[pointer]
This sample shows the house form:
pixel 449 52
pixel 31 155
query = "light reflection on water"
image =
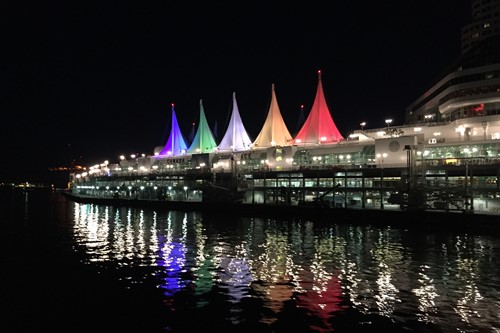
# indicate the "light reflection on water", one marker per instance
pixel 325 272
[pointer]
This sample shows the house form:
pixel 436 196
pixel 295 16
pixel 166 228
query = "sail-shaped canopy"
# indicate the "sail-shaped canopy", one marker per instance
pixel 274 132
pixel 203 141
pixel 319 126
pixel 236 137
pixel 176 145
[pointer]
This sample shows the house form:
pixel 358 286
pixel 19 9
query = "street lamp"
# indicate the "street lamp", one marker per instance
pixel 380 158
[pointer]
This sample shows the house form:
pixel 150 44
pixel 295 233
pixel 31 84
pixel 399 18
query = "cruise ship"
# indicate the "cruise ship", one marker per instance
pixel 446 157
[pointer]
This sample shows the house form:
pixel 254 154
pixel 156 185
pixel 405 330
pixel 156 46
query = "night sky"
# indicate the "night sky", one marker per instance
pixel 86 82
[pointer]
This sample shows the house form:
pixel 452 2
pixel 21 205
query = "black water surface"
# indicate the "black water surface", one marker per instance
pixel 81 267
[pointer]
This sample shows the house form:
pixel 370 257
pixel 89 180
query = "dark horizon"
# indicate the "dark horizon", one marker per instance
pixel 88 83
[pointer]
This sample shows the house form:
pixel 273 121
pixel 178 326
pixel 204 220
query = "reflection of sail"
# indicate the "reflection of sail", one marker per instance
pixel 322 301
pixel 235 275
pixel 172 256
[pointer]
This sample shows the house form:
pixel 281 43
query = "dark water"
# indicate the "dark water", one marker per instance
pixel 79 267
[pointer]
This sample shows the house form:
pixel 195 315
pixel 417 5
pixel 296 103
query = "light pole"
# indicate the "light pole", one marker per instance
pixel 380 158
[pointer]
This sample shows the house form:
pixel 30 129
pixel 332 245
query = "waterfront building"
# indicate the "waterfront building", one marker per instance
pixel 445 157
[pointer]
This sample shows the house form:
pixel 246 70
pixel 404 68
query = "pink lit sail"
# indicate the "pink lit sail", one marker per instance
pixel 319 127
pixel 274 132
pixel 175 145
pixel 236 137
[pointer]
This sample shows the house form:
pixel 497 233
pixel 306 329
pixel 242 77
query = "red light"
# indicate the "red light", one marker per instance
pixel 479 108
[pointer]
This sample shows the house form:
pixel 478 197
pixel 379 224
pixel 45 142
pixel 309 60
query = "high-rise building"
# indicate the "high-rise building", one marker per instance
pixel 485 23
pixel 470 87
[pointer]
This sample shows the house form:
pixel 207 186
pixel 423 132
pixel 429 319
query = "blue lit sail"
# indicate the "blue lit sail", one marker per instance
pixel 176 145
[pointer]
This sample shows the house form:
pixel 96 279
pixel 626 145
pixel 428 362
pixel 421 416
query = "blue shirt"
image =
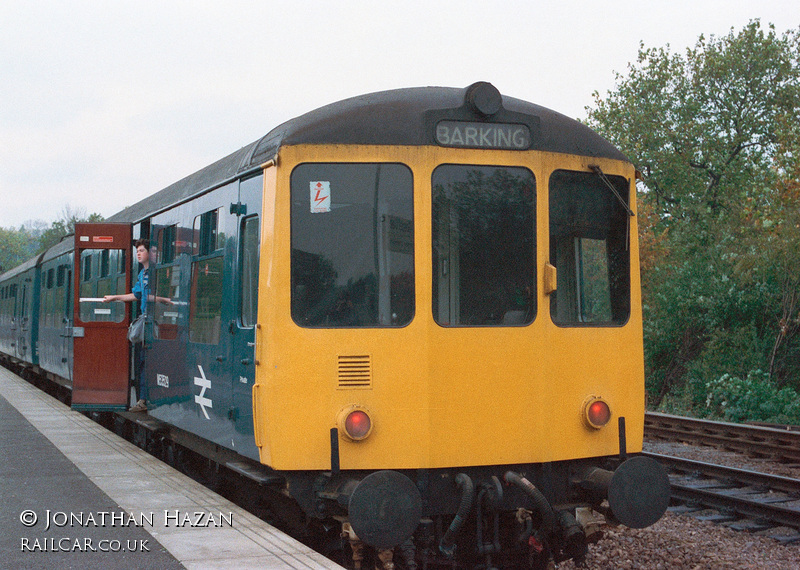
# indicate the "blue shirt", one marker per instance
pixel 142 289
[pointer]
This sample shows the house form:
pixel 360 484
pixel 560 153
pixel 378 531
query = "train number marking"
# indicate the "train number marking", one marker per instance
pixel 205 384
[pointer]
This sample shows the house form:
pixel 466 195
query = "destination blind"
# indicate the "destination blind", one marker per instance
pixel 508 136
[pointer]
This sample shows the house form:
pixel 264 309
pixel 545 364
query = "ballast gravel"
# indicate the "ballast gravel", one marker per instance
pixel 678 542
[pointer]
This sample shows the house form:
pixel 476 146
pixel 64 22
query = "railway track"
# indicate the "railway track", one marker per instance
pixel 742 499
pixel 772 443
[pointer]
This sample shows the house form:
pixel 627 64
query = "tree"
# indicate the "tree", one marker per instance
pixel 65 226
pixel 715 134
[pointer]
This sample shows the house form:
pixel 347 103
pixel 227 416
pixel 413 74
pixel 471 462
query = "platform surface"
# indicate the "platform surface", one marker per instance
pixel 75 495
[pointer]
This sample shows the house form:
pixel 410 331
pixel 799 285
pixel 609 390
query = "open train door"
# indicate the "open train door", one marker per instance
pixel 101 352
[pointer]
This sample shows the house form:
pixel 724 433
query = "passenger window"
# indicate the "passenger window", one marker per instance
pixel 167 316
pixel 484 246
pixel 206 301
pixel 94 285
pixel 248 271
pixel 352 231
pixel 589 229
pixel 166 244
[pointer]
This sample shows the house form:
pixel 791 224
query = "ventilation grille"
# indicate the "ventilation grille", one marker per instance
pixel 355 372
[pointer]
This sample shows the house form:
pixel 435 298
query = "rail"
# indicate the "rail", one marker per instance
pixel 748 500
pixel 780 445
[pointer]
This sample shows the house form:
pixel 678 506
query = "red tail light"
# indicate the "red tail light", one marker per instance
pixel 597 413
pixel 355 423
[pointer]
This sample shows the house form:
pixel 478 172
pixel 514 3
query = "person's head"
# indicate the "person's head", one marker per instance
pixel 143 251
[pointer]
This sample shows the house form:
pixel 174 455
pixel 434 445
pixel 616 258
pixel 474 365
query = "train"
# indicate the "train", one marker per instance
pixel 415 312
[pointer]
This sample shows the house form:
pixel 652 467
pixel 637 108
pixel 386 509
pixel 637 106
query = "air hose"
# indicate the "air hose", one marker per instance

========================================

WHAT THE EXERCISE ASKS: Copy out, word for word, the part of the entries above that begins at the line with "pixel 399 18" and ends at the line with "pixel 204 220", including both.

EXERCISE RESPONSE:
pixel 399 18
query = "cruise ship"
# indicate the "cruise ship", one marker per instance
pixel 446 157
[pointer]
This sample shows the house form:
pixel 254 154
pixel 156 185
pixel 405 330
pixel 156 46
query = "night sky"
# indicate the "night sky", one marker per instance
pixel 86 82
[pointer]
This sample shows the house form:
pixel 452 2
pixel 21 205
query = "black water surface"
# indicate the "black water surface", one marker per instance
pixel 81 267
[pointer]
This sample shows the house form:
pixel 370 257
pixel 89 180
query = "dark horizon"
# indicate the "dark horizon", one marker per instance
pixel 88 83
[pointer]
This sample shows the house form:
pixel 273 121
pixel 178 326
pixel 204 220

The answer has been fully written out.